▶ **WHAT THIS EXERCISE ASKS**
**A.** In the D.C. Council news text, what new name did lawmakers approve for Woodrow Wilson High School?
**B.** Reproduce word for word the stretch of the D.C. Council news text from "Council member Brianne" through "connected to housing.".
**C.** Write the next part of the D.C. Council news text, picking up after its final sentence.

▶ **SOURCE TEXT**
┄┄┄┄┄┄
Photo: Salwan Georges/The Washington Post via Getty Images
On Tuesday, the D.C. Council postponed an attempt to halt the clearing of existing homeless encampments and advanced a redistricting map.
Driving the news: The actions came during hours of debate and voting on a long agenda of legislation.
Council member Brianne Nadeau, who wrote the bill, has been critical of the Bowser administration’s pilot program to clear encampments, though she supports providing the homeless permanent housing.
- The Bowser administration has defended the pilot as offering apartment units or hotels to all people living in tents. The pilot sets specific deadlines for clearing encampments and collects data on its effectiveness.
- Council members who wanted a pause say many people living at encampments leave the sites before scheduled clearings, meaning they often move to other encampments and don't get connected to housing.
- “What is happening on the ground is chaos,” council member Robert White said Tuesday, before nine lawmakers voted to postpone the legislation until Dec. 21.
In other news:
✏️ Lawmakers approved renaming Woodrow Wilson High School to Jackson-Reed High School, capping off months of debate.
- The new name honors Vincent Reed, the first Black principal of the high school, and Edna Jackson, the school’s first Black teacher, the Washington Post reports.
┄┄┄┄┄┄
Source records
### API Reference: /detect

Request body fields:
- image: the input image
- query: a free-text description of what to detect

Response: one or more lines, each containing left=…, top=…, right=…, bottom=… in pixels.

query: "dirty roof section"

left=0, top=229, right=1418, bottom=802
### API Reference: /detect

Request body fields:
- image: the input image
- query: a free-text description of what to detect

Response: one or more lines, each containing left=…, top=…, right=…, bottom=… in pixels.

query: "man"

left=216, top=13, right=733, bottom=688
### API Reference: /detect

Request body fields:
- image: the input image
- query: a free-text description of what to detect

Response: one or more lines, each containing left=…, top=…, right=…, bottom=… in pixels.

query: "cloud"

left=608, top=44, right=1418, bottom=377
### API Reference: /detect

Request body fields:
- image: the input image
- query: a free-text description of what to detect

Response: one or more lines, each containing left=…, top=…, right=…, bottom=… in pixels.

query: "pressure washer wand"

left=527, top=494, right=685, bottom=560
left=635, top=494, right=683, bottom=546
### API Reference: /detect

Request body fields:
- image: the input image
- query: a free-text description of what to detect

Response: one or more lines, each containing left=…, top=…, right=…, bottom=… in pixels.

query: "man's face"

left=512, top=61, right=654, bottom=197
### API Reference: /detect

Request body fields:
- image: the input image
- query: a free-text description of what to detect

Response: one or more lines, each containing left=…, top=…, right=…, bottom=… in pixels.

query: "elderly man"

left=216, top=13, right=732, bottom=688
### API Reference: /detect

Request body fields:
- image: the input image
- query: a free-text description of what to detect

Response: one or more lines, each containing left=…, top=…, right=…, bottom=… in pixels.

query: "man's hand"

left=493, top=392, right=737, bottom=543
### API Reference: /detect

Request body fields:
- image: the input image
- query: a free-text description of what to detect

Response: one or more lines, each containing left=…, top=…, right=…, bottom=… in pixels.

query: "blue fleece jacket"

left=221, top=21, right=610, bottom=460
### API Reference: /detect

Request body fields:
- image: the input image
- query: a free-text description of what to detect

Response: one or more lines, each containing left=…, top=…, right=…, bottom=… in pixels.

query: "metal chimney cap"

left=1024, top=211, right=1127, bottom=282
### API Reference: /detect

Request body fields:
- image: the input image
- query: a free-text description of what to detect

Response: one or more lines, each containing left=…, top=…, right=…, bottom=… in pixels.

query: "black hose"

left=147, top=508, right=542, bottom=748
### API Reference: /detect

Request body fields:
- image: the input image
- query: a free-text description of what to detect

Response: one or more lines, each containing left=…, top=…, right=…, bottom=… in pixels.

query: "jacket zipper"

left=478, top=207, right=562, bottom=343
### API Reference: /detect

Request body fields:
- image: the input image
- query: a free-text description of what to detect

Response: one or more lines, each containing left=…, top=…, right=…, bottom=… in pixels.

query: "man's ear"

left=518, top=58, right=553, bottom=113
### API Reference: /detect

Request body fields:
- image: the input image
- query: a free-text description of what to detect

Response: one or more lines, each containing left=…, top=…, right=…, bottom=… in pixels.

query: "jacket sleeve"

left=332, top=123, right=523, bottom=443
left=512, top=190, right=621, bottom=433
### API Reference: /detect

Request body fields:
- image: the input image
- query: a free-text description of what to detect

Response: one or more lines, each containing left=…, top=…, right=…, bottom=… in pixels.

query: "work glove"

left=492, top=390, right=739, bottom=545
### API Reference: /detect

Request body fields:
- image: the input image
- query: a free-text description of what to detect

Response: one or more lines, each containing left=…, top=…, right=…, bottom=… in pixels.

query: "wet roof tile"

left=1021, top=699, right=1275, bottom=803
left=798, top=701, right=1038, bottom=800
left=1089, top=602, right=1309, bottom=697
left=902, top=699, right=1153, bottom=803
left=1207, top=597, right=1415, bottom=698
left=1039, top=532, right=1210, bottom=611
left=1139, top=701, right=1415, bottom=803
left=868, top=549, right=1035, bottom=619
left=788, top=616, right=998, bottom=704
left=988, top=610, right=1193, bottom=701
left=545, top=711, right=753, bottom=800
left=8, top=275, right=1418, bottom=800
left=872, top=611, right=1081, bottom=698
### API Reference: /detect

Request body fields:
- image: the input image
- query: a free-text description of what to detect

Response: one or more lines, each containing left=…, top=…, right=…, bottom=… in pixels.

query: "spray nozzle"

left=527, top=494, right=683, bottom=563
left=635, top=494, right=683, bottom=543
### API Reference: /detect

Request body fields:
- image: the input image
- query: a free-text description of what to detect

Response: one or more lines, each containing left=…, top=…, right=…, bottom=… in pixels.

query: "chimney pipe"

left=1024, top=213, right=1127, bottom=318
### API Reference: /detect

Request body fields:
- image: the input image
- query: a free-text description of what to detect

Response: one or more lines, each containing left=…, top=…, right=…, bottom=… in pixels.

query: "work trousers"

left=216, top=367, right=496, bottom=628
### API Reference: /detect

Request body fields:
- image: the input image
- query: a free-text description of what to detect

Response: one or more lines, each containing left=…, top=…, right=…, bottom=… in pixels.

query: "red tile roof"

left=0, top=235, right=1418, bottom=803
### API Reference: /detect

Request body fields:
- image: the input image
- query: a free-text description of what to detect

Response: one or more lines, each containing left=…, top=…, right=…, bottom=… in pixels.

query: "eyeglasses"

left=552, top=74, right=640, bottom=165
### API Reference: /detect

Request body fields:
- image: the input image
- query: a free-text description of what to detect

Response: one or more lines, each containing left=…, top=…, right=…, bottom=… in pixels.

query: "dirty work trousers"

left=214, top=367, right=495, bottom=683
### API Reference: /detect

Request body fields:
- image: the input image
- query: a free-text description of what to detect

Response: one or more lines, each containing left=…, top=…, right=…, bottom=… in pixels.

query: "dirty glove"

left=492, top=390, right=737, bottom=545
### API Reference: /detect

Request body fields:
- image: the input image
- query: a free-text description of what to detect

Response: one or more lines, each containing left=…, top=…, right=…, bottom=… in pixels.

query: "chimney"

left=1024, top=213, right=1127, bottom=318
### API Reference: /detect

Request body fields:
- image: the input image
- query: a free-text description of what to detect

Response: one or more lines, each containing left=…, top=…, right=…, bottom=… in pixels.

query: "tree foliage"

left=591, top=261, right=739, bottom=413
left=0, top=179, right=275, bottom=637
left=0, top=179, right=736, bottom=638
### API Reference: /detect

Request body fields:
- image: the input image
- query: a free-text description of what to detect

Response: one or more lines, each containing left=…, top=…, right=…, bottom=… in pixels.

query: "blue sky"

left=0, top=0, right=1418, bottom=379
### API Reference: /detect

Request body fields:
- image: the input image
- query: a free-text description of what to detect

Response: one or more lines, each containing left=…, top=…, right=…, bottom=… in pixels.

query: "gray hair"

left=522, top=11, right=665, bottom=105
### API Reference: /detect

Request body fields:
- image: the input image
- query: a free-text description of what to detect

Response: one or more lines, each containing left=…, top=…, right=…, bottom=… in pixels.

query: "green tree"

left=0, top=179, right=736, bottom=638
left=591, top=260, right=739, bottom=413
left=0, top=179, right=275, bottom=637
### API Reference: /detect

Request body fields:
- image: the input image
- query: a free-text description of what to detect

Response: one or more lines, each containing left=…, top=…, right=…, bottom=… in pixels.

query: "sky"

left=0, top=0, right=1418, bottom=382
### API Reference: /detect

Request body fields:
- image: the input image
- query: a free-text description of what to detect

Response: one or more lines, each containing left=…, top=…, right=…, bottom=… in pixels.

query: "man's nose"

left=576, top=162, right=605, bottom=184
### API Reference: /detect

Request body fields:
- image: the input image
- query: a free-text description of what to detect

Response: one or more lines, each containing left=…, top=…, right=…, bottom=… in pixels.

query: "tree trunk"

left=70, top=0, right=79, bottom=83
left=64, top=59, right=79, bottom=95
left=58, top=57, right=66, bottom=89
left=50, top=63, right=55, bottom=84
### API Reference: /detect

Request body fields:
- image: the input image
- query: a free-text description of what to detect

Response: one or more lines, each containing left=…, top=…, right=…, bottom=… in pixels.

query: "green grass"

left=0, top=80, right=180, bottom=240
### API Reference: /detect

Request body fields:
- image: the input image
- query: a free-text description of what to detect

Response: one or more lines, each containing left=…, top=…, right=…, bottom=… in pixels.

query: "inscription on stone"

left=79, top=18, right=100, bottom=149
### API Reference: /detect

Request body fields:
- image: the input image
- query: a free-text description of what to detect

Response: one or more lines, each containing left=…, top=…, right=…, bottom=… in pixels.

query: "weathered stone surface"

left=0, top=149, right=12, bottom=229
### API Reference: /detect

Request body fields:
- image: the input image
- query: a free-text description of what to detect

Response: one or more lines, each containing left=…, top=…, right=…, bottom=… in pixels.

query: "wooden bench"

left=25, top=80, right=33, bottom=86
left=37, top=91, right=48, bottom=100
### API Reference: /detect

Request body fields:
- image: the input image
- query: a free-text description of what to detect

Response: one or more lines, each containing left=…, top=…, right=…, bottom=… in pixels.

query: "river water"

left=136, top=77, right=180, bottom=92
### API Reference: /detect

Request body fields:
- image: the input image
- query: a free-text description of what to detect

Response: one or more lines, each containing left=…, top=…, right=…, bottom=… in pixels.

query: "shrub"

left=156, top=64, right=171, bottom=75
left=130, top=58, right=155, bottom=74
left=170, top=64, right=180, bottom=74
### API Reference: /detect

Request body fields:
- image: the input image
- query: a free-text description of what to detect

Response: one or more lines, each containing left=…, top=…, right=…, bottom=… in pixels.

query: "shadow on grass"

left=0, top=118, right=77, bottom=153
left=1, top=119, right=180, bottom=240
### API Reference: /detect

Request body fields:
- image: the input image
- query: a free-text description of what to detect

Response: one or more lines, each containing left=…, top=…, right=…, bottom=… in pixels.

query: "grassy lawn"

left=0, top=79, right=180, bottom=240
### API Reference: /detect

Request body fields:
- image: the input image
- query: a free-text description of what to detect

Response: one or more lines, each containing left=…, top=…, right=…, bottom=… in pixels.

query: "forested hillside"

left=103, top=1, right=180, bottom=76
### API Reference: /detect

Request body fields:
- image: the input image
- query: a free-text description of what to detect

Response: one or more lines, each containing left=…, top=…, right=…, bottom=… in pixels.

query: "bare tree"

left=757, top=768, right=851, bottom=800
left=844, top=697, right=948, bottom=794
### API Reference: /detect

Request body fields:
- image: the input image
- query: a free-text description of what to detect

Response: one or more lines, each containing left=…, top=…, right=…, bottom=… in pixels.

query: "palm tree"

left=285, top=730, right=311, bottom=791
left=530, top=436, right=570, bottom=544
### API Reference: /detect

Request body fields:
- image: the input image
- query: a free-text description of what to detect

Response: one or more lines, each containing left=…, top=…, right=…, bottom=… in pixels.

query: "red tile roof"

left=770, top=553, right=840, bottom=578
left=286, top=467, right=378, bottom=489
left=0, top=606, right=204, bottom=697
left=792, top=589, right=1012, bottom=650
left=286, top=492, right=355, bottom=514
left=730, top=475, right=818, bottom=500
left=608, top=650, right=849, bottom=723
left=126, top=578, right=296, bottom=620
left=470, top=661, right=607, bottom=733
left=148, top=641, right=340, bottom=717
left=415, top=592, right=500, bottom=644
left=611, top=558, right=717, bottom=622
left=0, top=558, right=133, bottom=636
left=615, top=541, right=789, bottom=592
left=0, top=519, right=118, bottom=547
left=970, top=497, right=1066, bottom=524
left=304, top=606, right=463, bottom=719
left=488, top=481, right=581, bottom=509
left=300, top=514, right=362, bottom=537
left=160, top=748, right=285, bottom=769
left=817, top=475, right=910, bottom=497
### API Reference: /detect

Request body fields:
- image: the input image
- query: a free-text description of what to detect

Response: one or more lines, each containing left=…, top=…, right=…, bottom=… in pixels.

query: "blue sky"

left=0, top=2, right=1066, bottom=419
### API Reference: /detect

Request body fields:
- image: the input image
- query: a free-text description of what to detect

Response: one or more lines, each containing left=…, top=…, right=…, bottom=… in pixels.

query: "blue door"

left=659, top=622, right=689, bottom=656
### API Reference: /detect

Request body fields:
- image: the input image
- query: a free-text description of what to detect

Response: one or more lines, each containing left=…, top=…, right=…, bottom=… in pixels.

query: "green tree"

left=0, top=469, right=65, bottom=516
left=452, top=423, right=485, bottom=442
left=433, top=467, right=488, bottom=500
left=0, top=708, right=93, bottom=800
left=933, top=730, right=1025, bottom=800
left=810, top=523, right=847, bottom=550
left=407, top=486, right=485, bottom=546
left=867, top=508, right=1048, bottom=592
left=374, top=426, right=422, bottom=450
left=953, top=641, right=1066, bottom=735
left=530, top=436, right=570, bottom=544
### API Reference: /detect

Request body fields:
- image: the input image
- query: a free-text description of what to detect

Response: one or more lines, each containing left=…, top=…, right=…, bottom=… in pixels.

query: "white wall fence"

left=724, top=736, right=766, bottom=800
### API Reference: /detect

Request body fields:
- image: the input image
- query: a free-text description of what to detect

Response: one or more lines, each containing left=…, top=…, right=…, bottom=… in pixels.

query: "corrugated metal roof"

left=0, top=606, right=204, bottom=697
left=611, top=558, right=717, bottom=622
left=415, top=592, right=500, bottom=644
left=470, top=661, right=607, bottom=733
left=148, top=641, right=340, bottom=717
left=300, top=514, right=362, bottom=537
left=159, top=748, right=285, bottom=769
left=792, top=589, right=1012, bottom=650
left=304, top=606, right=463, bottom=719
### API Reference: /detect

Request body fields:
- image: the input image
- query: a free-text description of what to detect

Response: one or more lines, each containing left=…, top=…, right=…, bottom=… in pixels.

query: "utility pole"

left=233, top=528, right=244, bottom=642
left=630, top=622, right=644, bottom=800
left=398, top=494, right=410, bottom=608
┄┄┄┄┄┄
▶ **ANSWERS FOR EACH ITEM**
**A.** Jackson-Reed High School.

**B.**
Council member Brianne Nadeau, who wrote the bill, has been critical of the Bowser administration’s pilot program to clear encampments, though she supports providing the homeless permanent housing.
- The Bowser administration has defended the pilot as offering apartment units or hotels to all people living in tents. The pilot sets specific deadlines for clearing encampments and collects data on its effectiveness.
- Council members who wanted a pause say many people living at encampments leave the sites before scheduled clearings, meaning they often move to other encampments and don't get connected to housing.

**C.**
💉 D.C. students will be required to get the COVID-19 vaccine once it receives full FDA approval, under a bill approved by the council.
- Students 16 and over have until March 31, 2022 to receive the vaccine, while those who are younger are exempt until the FDA gives full approval.
📍 The redistricting map will still have a final vote later this month, with the opportunity for further tweaks.
- The biggest changes affect the boundaries of Ward 6, currently the largest ward, and wards 7 and 8, two of the District's poorest wards with the smallest populations.
- Ward 8 will gain booming Navy Yard to rightsize the population imbalance. An 11th-hour tweak gave Ward 7 more land after an uproar that the originally proposed map would keep the ward as the smallest in the city.